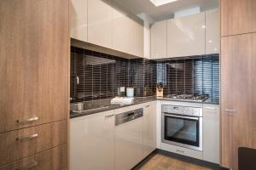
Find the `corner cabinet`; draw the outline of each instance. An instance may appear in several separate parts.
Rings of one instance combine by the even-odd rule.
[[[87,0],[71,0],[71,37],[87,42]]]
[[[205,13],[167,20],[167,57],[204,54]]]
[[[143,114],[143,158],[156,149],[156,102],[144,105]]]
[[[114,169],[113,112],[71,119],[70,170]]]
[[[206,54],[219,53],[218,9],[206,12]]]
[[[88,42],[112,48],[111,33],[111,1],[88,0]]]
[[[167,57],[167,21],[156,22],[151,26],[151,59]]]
* * *
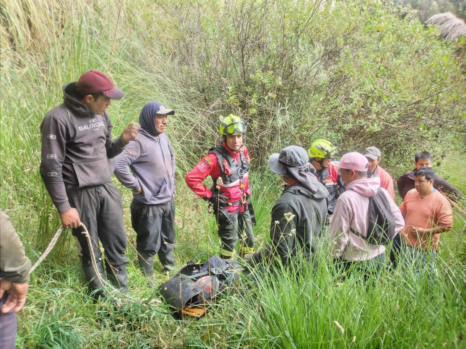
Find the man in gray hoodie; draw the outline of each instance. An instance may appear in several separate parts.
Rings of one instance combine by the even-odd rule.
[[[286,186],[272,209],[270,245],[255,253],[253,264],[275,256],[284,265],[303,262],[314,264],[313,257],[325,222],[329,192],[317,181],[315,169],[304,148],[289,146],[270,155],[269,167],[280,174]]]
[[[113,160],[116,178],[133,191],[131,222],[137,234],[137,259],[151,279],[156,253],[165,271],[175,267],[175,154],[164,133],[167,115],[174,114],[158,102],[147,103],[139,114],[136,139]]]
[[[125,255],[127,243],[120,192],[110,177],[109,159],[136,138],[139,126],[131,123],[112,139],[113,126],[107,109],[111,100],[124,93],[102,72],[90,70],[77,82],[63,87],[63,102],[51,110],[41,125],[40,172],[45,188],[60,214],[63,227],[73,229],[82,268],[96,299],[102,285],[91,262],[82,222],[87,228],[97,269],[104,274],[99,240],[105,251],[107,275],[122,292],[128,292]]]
...
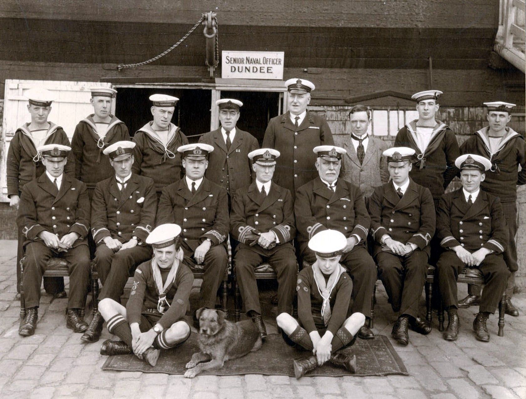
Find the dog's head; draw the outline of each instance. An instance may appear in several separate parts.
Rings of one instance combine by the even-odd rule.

[Do zrobienia] Pokaż wszystkie wiersze powyżej, które zawierają ciąg „parts”, przepisując każdy z nich w całości.

[Odpowiedź]
Find the `corner cabinet`; draw the outline of each instance. An instance may appear in several separate parts.
Find the man in gray hoodie; draw the outline of each instance. An instance may appear in several separate parts.
Find the dog's head; draw the outline of each instance. An instance may appear in several separate parts.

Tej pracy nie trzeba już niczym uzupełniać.